— Given exercise —
Can you rewrite the records below, changing "Identify" to "Locate" wherever it appears and leaving everything else the same?

Start of Dataset records

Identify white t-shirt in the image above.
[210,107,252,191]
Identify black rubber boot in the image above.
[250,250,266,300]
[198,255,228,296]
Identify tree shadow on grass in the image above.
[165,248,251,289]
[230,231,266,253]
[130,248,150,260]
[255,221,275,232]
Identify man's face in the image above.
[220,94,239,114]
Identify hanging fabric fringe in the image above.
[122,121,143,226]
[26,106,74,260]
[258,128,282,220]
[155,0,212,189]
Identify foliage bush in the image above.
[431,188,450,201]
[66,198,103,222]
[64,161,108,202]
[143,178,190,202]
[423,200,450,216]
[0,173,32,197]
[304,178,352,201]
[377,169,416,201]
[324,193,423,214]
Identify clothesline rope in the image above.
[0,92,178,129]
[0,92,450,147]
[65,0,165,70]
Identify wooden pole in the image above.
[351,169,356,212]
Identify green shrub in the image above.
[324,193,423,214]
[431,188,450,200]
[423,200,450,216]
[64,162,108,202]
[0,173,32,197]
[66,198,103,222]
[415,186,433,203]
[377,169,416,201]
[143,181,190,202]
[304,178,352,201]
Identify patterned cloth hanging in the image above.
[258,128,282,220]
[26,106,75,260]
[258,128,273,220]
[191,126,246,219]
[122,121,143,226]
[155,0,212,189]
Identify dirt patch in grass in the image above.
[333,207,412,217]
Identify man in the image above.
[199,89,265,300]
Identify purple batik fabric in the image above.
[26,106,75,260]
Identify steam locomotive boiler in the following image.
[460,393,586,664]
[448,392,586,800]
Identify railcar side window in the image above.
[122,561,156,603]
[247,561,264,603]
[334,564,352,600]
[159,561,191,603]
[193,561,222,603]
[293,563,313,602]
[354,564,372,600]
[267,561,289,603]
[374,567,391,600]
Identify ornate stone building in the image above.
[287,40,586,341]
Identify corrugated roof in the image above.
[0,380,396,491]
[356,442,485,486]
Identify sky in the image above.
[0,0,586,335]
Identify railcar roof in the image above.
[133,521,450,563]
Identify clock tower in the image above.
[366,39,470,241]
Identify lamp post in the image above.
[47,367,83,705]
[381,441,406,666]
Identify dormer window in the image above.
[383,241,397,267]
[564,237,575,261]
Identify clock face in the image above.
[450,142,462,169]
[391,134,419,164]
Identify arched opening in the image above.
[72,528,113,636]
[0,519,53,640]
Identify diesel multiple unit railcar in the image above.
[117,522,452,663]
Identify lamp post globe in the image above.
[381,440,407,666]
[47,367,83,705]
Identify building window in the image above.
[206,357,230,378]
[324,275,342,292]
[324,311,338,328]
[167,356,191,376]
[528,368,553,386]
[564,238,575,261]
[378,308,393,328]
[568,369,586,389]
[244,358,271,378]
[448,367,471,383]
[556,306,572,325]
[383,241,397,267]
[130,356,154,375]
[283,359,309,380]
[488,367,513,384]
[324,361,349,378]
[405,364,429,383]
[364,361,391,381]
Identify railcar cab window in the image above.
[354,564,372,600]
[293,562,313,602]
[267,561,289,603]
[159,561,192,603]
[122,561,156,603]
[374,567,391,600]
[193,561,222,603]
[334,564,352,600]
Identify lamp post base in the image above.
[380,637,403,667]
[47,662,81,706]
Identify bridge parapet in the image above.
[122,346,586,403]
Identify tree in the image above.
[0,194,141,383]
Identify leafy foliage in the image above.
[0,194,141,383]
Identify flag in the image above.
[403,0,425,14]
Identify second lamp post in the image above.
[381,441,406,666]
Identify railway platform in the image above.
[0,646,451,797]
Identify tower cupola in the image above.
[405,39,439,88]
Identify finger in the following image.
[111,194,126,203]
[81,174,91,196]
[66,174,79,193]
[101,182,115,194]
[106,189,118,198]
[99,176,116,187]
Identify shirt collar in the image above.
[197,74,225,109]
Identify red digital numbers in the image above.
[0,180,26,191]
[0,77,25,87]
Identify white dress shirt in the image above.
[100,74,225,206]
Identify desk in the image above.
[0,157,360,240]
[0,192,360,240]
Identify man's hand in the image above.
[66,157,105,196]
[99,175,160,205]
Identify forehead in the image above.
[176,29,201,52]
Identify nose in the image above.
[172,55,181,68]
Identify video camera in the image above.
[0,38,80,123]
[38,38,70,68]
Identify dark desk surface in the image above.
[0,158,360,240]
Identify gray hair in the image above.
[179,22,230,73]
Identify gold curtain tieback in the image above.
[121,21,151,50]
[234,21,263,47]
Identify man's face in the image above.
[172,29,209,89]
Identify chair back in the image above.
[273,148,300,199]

End of Dataset records

— Answer to this exercise —
Locate white t-shirt in the image above.
[210,107,252,191]
Locate black rubber boot in the image above.
[250,250,266,300]
[198,255,228,296]
Locate tree shadow on grass in the image above.
[165,248,251,289]
[230,231,266,253]
[130,248,150,260]
[255,221,275,232]
Locate man's face in the image above.
[220,94,239,114]
Locate hanging fabric fringe in the image above.
[122,121,143,226]
[26,106,74,260]
[258,128,282,220]
[155,0,212,189]
Locate foliage bush in the image above.
[431,188,450,201]
[66,198,103,222]
[64,161,108,202]
[143,178,190,202]
[423,200,450,216]
[0,173,32,197]
[304,178,352,201]
[377,169,416,201]
[324,193,423,214]
Locate clothesline rope in the image above.
[0,92,178,129]
[0,92,450,147]
[65,0,165,70]
Locate wooden pole in the image above.
[351,169,356,212]
Locate green shrub in the image above.
[324,193,423,214]
[431,188,450,200]
[423,200,450,216]
[64,162,108,202]
[0,173,32,197]
[66,198,103,222]
[415,186,433,203]
[377,169,416,201]
[143,181,190,202]
[304,178,352,201]
Locate patterned cloth hanging in the image above.
[258,128,282,220]
[26,106,75,260]
[258,128,273,220]
[191,126,246,219]
[122,121,143,226]
[155,0,212,189]
Locate dirt patch in grass in the image above.
[333,207,412,217]
Locate man in the image above.
[199,89,265,300]
Locate purple batik fabric in the image above.
[26,106,75,260]
Locate steam locomotive boiler in the following image.
[460,393,586,664]
[448,392,586,800]
Locate railcar side window in the image above.
[122,561,156,603]
[247,561,264,603]
[334,564,352,600]
[159,561,191,603]
[193,561,222,603]
[293,563,313,602]
[354,564,372,600]
[267,561,289,603]
[374,567,391,600]
Locate ornate stone building in the image above.
[287,40,586,341]
Locate corrugated roof in the image above.
[0,380,396,491]
[356,442,485,486]
Locate sky in the image above.
[0,0,586,335]
Locate railcar roof in the image above.
[133,521,450,563]
Locate clock tower in the image above.
[366,39,470,241]
Locate lamp post in the image above.
[47,367,83,705]
[381,441,406,666]
Locate dormer window in the image above.
[383,241,397,267]
[564,237,575,261]
Locate clock face in the image above.
[450,142,462,169]
[391,134,419,164]
Locate arched opening in the image above.
[72,528,113,636]
[0,519,53,640]
Locate diesel multiple unit railcar in the image above.
[117,522,452,663]
Locate lamp post globe in the image above.
[381,440,407,666]
[47,367,83,705]
Locate building window in the image above.
[206,357,230,378]
[324,275,342,292]
[324,311,338,328]
[167,356,191,376]
[528,368,553,386]
[564,238,575,261]
[378,308,393,328]
[568,369,586,389]
[244,358,271,378]
[448,367,471,383]
[556,306,572,325]
[383,241,397,267]
[130,356,154,375]
[283,359,309,380]
[488,367,513,384]
[324,361,349,378]
[405,364,429,383]
[364,361,391,381]
Locate railcar cab window in the image above.
[354,564,372,600]
[293,562,313,602]
[267,561,289,603]
[159,561,192,603]
[122,561,156,603]
[374,567,391,600]
[193,561,222,603]
[334,564,352,600]
Locate lamp post base in the image above.
[380,637,403,667]
[47,662,81,706]
Locate bridge parapet in the image above.
[122,346,586,403]
Locate tree in the image above.
[0,194,141,383]
Locate leafy foliage in the image above.
[0,194,141,383]
Locate flag in the image above.
[403,0,425,14]
Locate second lamp post in the image above.
[381,441,406,666]
Locate railway platform in the image above.
[0,646,451,797]
Locate tower cupola in the image above.
[405,39,439,88]
Locate finger in the following image.
[111,194,126,203]
[81,174,91,196]
[66,174,79,193]
[101,182,115,194]
[106,189,118,198]
[99,176,116,187]
Locate shirt collar in the image above.
[197,74,225,109]
Locate red digital numbers in the image above.
[0,180,26,191]
[0,77,25,87]
Locate white dress shirt in the image above.
[100,74,225,206]
Locate desk in the image above.
[0,157,360,240]
[0,192,360,240]
Locate man's hand in the image above.
[66,157,105,196]
[99,175,160,205]
Locate forehead in the image above.
[176,29,201,52]
Locate nose in the image above.
[172,55,181,68]
Locate video camera in the image above.
[0,38,80,123]
[38,38,70,68]
Locate dark desk surface in the image above.
[0,158,360,240]
Locate gray hair in the image above.
[179,22,230,73]
Locate gold curtain tieback in the image above.
[121,21,151,50]
[234,21,263,47]
Locate man's face in the image above.
[172,29,209,89]
Locate chair back in the image above.
[273,148,300,199]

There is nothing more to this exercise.